Excerpted data:

* begin *

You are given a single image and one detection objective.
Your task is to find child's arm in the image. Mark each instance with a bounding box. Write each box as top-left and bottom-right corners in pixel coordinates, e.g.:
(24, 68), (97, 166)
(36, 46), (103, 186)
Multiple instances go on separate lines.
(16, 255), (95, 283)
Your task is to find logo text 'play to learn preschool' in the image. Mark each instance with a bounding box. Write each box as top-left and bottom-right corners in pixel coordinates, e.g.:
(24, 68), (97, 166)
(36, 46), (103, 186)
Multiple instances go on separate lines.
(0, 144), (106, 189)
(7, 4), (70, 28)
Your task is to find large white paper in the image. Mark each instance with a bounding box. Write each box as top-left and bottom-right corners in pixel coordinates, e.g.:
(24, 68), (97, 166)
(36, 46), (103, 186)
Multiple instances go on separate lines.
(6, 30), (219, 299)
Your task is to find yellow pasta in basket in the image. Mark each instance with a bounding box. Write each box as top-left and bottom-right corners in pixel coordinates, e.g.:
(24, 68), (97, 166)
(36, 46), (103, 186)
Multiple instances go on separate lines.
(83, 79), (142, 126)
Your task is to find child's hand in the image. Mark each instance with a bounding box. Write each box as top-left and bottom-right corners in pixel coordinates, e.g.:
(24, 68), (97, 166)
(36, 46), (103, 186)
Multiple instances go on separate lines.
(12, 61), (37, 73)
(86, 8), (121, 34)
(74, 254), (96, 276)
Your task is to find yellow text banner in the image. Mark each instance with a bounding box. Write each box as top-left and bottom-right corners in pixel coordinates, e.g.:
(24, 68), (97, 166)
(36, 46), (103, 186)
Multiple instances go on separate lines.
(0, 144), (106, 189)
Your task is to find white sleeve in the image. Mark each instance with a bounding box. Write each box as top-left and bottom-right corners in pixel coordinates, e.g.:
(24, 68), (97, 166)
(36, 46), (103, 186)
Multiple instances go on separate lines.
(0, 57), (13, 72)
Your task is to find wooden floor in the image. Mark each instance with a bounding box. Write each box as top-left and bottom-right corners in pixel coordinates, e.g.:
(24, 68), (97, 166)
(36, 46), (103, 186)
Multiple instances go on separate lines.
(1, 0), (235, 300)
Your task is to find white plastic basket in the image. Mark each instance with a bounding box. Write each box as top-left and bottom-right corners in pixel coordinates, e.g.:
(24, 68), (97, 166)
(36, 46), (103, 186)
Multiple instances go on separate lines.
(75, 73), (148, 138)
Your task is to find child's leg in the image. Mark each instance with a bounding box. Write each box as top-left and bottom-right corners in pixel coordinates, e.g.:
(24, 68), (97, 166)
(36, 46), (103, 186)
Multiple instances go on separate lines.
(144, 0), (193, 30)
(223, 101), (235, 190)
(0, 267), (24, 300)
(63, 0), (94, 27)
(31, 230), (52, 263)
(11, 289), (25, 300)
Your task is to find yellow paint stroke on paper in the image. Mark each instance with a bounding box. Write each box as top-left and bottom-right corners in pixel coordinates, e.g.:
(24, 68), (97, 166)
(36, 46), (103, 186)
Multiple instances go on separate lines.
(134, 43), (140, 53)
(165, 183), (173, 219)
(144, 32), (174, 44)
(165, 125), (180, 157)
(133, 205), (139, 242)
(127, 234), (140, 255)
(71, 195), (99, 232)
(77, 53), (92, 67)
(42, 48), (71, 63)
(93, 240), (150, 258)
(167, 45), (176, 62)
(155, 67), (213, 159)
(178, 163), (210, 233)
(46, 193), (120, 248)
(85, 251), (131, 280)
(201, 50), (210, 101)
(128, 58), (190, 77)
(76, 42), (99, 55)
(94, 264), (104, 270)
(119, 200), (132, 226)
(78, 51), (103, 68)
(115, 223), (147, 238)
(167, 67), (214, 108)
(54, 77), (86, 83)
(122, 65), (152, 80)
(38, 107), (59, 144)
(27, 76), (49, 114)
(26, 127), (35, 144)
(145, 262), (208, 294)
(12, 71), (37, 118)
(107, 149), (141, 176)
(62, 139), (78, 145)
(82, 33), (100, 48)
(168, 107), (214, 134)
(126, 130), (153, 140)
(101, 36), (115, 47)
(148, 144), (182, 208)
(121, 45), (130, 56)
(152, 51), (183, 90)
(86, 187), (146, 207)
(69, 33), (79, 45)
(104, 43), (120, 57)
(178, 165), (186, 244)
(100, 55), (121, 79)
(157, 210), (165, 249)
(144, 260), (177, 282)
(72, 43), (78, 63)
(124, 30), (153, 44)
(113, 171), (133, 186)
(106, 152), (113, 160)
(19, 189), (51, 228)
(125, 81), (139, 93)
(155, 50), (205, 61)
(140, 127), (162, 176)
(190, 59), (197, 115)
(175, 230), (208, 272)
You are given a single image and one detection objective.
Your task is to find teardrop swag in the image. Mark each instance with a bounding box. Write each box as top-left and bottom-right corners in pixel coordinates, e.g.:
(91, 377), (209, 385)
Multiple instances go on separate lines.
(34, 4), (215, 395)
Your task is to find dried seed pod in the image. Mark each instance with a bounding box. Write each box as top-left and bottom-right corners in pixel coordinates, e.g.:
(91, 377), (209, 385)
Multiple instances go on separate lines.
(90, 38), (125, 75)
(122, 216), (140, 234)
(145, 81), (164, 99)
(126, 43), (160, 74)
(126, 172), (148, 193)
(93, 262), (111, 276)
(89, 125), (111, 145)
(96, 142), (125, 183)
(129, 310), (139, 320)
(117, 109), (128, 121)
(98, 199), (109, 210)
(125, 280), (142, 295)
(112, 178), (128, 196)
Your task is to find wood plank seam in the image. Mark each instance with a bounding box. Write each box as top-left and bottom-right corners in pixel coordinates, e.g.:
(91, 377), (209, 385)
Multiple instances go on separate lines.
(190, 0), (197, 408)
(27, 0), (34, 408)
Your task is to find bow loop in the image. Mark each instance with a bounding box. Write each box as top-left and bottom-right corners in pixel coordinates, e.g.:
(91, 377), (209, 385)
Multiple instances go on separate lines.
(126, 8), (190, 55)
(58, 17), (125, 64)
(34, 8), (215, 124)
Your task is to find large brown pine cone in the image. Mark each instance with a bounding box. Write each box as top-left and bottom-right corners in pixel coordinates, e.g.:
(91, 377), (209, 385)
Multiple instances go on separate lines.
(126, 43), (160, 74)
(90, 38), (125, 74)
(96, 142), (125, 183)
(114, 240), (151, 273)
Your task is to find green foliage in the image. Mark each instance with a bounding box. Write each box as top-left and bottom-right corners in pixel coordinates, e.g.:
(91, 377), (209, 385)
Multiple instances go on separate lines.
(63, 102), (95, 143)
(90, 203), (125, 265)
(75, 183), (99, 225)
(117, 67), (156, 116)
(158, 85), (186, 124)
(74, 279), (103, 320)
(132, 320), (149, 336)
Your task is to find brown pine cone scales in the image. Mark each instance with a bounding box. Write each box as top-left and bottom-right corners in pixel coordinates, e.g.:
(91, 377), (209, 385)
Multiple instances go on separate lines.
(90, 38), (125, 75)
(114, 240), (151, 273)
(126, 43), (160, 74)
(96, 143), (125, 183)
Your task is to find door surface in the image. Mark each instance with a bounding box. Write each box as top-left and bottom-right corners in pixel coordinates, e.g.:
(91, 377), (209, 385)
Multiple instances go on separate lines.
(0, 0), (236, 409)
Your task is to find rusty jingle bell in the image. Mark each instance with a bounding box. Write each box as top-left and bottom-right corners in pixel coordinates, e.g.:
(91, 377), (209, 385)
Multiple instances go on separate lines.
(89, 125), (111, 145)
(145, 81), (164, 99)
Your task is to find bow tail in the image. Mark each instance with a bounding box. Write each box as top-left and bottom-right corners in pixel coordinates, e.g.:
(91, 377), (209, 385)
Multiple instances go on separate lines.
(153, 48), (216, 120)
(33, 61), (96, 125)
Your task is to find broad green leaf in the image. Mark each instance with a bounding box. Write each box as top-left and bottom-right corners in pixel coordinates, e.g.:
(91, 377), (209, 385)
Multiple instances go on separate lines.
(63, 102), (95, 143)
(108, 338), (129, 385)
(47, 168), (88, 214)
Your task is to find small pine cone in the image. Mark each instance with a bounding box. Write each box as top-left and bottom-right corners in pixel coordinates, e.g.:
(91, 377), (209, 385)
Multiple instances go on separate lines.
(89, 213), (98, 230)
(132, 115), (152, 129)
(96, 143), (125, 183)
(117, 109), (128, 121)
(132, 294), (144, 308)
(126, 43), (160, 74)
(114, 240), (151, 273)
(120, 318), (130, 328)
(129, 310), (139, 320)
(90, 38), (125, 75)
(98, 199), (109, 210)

* end *

Work to complete: Extract the lines above, reproducing them without any change, from the one containing "Your task is to find small" through the final line.

The result:
Your task is to find small pine cone in the image. Mark each instance with a bounding box. Write each box as top-left and bottom-right corners in pixel coordinates, e.g.:
(91, 377), (209, 385)
Multiple instances go on separate lines.
(89, 213), (98, 230)
(132, 115), (152, 129)
(96, 143), (125, 183)
(117, 109), (128, 121)
(132, 294), (144, 308)
(126, 43), (160, 74)
(114, 240), (151, 273)
(120, 318), (130, 328)
(129, 310), (139, 320)
(90, 38), (125, 75)
(98, 199), (109, 210)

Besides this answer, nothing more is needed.